By Al Carlos Hernandez on November 28, 2011
HOLLYWOOD (Herald de Paris) — Neal Smith is a Rock and Roll Hall of Fame drummer and the co-founder for the rock group Alice Cooper from 1967 to 1974. http://www.nealsmithrocks.com
He performed on the group’s early albums Pretties For You and Easy Action, the breakout album Love It to Death and the subsequent successful albums Killer, School’s Out, and Billion Dollar Babies. His last album with Alice Cooper was Muscle of Love. When asked by Herald De Paris, “How did you meet Alice Cooper?” Neal Smith replied, “I never met Alice Cooper, but Glen Buxton, Dennis Dunaway, Michael Bruce, Vincent Furnier and I created Alice Cooper.”
Smith graduated from Camelback High School in Phoenix, Arizona while the rest of his band mates graduated from Cortez High School. Smith talks about his high school in the song “Alma Mater” sung by Alice Cooper. Neal Smith’s drum part on the title track (the number-one-album in the US and UK) Billion Dollar Babies, is considered one of the most original and dynamic drum pieces amongst musicians during that era.
Billion Dollar Babies was also the name of the band founded by former Alice Cooper group musicians Michael Bruce, Dennis Dunaway and Neal Smith, along with Bob Dolin and Mike Marconi after Alice Cooper split the band in 1974.

INSTRUCTIONS:
[1] Answer these questions using the article about drummer Neal Smith:
(a) From which high school did Smith graduate?
(b) What was Smith's last album with Alice Cooper?
(c) Besides Smith, who founded the band Billion Dollar Babies?
[2] Carry on the article about drummer Neal Smith from where it ends.

EXTRACTED DATA:
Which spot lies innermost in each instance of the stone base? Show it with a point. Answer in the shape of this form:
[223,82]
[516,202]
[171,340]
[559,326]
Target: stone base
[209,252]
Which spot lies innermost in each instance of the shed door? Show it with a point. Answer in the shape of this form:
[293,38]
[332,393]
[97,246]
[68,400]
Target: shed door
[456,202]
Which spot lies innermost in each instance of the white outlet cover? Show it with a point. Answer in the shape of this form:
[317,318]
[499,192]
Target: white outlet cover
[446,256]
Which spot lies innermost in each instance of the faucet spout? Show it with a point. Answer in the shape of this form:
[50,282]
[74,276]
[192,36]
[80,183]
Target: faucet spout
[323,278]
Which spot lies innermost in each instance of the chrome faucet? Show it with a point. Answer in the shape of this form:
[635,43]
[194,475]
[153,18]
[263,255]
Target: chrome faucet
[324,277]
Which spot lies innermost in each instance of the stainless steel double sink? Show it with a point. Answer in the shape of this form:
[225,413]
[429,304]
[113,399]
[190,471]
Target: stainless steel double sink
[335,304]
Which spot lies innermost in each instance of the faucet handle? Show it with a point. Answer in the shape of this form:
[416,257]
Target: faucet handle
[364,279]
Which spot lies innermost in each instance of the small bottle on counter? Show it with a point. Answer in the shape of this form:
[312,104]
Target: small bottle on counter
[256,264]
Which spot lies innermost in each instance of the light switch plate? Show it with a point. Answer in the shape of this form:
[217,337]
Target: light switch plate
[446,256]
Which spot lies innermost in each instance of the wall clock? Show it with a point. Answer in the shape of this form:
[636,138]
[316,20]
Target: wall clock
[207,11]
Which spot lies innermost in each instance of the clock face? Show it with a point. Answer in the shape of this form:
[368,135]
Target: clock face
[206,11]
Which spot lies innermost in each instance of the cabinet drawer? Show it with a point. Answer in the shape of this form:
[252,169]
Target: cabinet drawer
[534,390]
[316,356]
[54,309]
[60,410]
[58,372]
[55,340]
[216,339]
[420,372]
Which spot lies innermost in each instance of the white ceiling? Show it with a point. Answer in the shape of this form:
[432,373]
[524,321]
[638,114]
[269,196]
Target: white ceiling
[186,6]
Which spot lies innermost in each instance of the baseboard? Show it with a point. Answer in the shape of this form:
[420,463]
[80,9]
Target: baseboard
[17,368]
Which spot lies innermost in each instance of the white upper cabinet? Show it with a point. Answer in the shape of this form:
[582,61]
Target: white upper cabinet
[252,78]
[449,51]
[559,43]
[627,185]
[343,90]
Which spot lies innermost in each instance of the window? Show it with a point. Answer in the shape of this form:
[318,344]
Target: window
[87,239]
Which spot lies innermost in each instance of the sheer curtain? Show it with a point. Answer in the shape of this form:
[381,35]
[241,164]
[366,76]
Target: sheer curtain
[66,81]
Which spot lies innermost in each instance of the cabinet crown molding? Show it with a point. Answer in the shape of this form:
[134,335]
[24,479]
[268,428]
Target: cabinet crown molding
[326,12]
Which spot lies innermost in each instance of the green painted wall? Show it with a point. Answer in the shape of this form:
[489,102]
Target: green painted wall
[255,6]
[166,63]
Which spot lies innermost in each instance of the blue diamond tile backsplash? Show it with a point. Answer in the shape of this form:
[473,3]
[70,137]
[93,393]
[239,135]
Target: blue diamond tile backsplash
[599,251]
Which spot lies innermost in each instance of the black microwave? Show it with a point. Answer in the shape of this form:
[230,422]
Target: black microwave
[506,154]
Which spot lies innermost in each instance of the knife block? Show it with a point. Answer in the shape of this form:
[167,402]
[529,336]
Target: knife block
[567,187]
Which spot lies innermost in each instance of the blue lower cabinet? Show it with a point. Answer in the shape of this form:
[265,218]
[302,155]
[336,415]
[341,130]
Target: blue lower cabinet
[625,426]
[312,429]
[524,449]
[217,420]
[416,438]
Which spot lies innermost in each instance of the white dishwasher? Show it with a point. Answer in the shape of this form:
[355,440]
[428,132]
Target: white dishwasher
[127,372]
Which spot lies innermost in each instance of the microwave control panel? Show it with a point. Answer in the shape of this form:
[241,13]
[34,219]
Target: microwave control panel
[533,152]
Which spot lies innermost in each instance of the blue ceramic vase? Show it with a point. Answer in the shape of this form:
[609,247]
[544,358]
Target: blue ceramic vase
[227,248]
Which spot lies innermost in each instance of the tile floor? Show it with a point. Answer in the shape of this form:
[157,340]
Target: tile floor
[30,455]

RESPONSES TO THE EXERCISE:
[1]
(a) Camelback High School in Phoenix, Arizona.
(b) Muscle of Love.
(c) Michael Bruce, Dennis Dunaway, Bob Dolin and Mike Marconi.

[2]
Smith has been selling real estate in New England since the early 1980’s. He is still an active musician and has performed with Alice Cooper during a show in 1998. In 1999, he released his first solo album, Platinum God, recorded in 1975. He is also currently the drummer/percussionist and songwriter for Bouchard, Dunaway & Smith (BDS), composed of Smith, former Blue Öyster Cult bassist, Joe Bouchard, and original Alice Cooper bassist,Dennis Dunaway. The band has co-written songs with Ian Hunter. BDS has released two albums: 2001’s Back From Hell and 2003’s BDS Live In Paris. Smith has also released two albums under the group name Cinematik, with guitarist Robert Mitchell and bassist Peter Catucci, produced by Rob Fraboni. Cinematik has a loose, jam-laden world-beat sound, as opposed to BDS’s more classic-rock sound.
Smith has also recorded with Buck Dharma of Blue Öyster Cult (Flat Out, 1982), Plasmatics(Beyond The Valley of 1984, 1984), and Deadringer (Electrocuxion of the Heart, 1989). Neal played on Bruce Cameron’s CD Midnight Daydream along with an all-star cast consisting ofJack Bruce, Buddy Miles, Billy Cox, Mitch Mitchell, Harvey Dalton Arnold and Ken Hensley.
Neal Smith also has an industrial rock project Killsmith. Killsmith’s sophomore release is underway and this makes Smith the first member of the original Alice Cooper Group to have a project of original material released after the group’s induction to the Rock ‘n’ Roll Hall of Fame.
Neal Smith plays on three songs on Alice Cooper’s 2011 album Welcome 2 My Nightmare.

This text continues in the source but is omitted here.